Description of the task:
Retype the entries below, starting with the line that contains "374, row 230." and going on through the line that contains "column 53, row 389", both included. Leave the pictures out of your copy.

Task input:
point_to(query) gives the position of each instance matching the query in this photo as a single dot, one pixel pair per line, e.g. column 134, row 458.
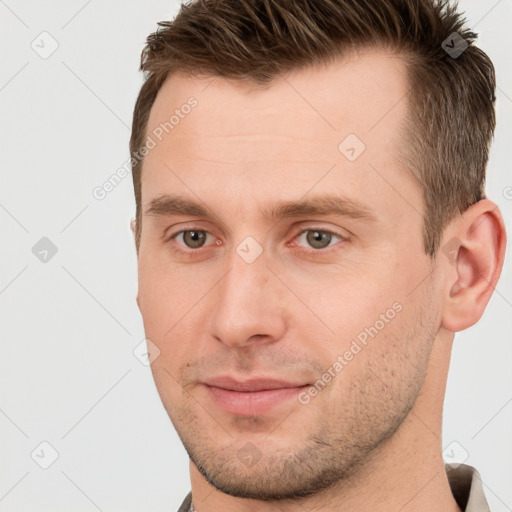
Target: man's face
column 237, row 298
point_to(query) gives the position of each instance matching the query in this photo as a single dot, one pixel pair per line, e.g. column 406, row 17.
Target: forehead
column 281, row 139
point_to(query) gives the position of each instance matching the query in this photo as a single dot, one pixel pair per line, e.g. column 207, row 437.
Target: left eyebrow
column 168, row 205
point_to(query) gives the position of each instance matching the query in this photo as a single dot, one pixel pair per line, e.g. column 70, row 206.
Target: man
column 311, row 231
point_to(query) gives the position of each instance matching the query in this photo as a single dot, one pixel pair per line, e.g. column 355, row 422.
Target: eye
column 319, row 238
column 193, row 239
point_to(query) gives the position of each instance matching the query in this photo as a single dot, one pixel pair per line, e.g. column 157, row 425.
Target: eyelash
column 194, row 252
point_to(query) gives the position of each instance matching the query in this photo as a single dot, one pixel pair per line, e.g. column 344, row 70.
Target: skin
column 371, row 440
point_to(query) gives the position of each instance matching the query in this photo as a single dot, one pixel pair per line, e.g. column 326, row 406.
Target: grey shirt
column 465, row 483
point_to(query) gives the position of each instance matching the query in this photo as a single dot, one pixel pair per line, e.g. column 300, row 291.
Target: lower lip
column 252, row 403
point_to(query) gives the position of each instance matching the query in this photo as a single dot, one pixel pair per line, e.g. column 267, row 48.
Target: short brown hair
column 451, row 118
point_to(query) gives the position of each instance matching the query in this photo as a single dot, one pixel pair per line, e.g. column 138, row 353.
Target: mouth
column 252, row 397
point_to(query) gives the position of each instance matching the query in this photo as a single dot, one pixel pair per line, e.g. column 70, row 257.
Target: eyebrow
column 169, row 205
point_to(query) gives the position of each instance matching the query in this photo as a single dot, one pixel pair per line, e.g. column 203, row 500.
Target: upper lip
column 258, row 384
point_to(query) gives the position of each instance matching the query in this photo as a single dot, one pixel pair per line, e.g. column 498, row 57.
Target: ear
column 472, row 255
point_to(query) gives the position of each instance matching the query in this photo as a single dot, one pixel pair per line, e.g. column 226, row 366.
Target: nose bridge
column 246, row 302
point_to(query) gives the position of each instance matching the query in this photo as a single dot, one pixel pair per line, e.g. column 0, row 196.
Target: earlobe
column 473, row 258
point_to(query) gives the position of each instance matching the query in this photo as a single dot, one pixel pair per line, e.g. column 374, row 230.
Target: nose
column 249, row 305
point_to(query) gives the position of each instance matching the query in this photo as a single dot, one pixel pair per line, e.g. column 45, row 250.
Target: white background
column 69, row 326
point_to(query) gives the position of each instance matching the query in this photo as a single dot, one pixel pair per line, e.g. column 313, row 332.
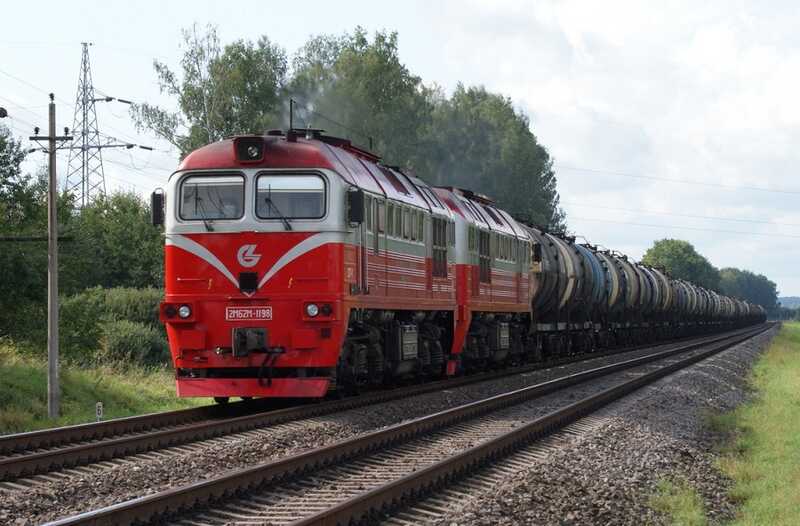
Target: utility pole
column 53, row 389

...

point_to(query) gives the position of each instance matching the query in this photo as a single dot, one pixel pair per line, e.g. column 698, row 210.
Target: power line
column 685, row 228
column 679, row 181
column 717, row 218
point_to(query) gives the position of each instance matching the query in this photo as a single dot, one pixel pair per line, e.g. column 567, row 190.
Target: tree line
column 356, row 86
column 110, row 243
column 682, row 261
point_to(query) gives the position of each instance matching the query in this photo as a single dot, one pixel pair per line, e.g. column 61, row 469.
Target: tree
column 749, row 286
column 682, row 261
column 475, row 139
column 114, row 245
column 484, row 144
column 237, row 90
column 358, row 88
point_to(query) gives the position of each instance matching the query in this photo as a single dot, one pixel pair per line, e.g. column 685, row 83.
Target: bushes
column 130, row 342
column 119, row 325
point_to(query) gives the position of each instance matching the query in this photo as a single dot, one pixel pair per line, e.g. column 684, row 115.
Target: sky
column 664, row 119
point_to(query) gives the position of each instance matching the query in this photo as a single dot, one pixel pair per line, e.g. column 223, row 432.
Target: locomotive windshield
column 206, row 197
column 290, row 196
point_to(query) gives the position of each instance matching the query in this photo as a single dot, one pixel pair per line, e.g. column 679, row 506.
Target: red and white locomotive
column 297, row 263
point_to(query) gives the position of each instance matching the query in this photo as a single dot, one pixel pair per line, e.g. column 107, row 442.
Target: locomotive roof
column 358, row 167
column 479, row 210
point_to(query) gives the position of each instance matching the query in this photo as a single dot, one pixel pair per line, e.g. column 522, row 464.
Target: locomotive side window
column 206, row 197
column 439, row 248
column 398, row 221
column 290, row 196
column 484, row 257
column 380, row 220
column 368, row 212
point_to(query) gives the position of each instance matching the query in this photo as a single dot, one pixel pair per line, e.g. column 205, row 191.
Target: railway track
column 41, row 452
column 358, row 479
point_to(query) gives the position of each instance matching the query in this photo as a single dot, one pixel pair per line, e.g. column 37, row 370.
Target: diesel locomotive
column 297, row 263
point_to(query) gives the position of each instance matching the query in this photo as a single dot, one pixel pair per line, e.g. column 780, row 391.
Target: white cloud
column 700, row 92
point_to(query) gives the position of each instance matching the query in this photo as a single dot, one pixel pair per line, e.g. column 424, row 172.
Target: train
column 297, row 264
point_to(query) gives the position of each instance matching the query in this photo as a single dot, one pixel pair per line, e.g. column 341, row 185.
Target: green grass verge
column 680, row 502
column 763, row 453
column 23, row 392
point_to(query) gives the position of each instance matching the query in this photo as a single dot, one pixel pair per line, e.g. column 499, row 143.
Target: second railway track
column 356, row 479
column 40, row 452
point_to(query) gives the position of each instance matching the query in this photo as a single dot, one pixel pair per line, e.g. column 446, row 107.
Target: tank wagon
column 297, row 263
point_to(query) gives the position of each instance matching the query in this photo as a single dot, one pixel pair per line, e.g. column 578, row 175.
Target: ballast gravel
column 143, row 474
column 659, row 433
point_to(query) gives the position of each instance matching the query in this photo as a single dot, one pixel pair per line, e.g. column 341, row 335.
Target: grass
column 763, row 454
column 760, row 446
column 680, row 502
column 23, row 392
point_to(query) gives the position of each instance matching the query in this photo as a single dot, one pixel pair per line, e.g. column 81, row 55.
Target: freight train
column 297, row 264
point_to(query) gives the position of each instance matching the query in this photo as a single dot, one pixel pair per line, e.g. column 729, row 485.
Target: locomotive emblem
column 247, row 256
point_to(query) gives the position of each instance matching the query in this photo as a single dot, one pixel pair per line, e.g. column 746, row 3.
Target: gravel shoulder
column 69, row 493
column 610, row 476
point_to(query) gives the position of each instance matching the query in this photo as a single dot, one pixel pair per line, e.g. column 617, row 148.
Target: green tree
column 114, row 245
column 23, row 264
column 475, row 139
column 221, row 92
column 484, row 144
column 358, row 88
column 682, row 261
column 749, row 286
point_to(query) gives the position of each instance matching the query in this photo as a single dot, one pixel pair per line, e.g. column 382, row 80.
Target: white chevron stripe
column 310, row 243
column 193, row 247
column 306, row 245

Task output:
point_to(query) gives the position of each instance matching the query in this photo as a single dot, one pixel pair per line, e.g. column 374, row 230.
Target: nose
column 249, row 305
point_to(query) gives the position of each instance matching the query in this photo as a single dot, one pixel pair per line, e.g. column 45, row 250.
Target: white background
column 69, row 326
point_to(query) gives the position of each instance matching the query in this photo as a single dot, one pixel pair per line, e.g. column 313, row 332.
Target: utility pole
column 53, row 389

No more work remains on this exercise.